Gestellte Aufgabe: Wiederhole das gesamte folgende Material Zeile für Zeile und ohne jede Änderung.

───

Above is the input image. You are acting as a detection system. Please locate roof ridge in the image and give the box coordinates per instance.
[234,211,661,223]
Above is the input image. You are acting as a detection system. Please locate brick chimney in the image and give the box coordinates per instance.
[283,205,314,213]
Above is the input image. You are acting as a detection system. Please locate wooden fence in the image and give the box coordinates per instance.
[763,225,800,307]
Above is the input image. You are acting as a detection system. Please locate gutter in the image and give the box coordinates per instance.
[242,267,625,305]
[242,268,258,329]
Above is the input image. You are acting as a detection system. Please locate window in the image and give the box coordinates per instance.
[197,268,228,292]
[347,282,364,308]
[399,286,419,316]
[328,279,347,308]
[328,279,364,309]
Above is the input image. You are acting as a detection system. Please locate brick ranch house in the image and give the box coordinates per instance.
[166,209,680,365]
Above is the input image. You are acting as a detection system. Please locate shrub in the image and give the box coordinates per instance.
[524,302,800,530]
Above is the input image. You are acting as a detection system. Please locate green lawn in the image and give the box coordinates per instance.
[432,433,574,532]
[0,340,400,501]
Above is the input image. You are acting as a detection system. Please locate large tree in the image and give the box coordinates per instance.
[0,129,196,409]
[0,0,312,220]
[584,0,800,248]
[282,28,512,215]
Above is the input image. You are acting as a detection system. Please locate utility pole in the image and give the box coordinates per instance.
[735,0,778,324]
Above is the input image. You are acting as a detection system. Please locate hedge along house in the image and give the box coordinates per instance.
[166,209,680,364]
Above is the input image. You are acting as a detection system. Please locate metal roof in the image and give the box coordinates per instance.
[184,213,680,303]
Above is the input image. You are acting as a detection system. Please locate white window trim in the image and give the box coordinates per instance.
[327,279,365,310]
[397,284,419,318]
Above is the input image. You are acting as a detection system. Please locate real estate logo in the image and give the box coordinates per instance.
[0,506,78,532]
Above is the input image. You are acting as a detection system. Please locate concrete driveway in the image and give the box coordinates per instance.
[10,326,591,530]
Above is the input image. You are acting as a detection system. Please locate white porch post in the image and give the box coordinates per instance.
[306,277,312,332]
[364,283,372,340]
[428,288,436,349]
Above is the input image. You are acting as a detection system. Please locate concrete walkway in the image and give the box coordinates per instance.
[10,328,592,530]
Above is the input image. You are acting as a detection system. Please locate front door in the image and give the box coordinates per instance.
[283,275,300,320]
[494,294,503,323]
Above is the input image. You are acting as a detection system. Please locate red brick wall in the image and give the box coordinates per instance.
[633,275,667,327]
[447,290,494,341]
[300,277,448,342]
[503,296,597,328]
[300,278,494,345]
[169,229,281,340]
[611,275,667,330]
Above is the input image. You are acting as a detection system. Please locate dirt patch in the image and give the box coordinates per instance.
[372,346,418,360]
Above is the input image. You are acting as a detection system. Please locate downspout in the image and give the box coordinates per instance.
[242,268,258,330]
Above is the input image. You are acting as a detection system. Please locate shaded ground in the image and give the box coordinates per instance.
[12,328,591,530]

───

Lösung:
Above is the input image. You are acting as a detection system. Please locate roof ridge in the image and give the box coordinates per instance.
[234,211,661,223]
Above is the input image. You are acting as a detection system. Please locate brick chimney in the image and give the box coordinates per instance.
[283,205,314,213]
Above is the input image. You are acting as a detection system. Please locate wooden fence in the image and give the box coordinates per instance.
[763,225,800,307]
Above is the input image. You are acting as a detection system. Please locate gutter in the image and give the box coordinates per instance.
[242,267,625,305]
[242,268,258,329]
Above is the input image. You are acting as a detection system. Please locate window in the image and give the box coordinates per instance.
[197,268,228,292]
[347,282,364,308]
[399,286,419,316]
[328,279,347,308]
[328,279,364,309]
Above is the input image. You are acting as a detection system. Please locate brick ranch house in the image and give the box coordinates per instance.
[166,209,680,365]
Above is the input image. You are acting as a detection system. Please locate shrub in the image and give the box coordinates per instance.
[524,302,800,530]
Above is the input image. You are acting as a detection system. Please locate green lawn in the image and give the box coordinates per instance.
[432,433,574,532]
[0,340,400,501]
Above is the input image. You are acting as a detection system. Please locate large tree in the image and give the box coordinates per instance.
[0,129,196,409]
[0,0,312,220]
[584,0,800,248]
[282,28,512,215]
Above is the input image. You are acting as a detection system. Please locate utility pole in the image and give the box coordinates per instance.
[735,0,778,324]
Above is the input image. You are acting as a detection system. Please locate hedge along house in the image and give the box coordinates per instance.
[166,209,680,364]
Above is the input image. You are acting as a detection system. Please locate metal roof in the image and give the box coordinates per instance.
[184,213,680,303]
Above is the input image. You are acting as a detection system. Please locate white window trim in the image and give the box coordinates per instance.
[327,279,365,310]
[397,284,419,318]
Above is the input image. You are acting as a detection system. Please locate real estate logo in the image and give the box coordinates per instance.
[0,506,78,532]
Above is the input image. You are acting as a detection system. Please locate concrete driveway in the image and give the box coordinates per instance.
[10,326,591,530]
Above is the input image. You are acting as a detection system. Please locate white porch post in the image and give the box coordinates per instance.
[306,277,312,332]
[364,283,372,340]
[428,288,436,349]
Above is the input image. You are acting as a detection system. Please locate concrete walkway in the image and give the box coordinates per instance.
[10,328,592,530]
Above is the input image. You are acting as a detection system. Please locate front door in the image and give the box coordinates per instance.
[283,275,300,320]
[494,294,503,323]
Above is the input image. You are acting as a detection system. Please locate red brick wall in the image and give the box coordinates per instance.
[633,275,667,327]
[447,290,494,341]
[300,277,448,342]
[503,296,597,328]
[300,278,494,345]
[169,229,281,340]
[611,275,667,330]
Above is the input image. You are acting as a detection system. Please locate dirt patch in the image and give the box coordinates per instance.
[372,346,418,360]
Above is the input image. You are acting as a detection system. Please locate downspout in the image and give the box coordinates per instance.
[242,268,258,330]
Above is the input image. You are acting as a detection system. Please locate shaded ground in the image and give the box coordinates per instance.
[12,328,591,530]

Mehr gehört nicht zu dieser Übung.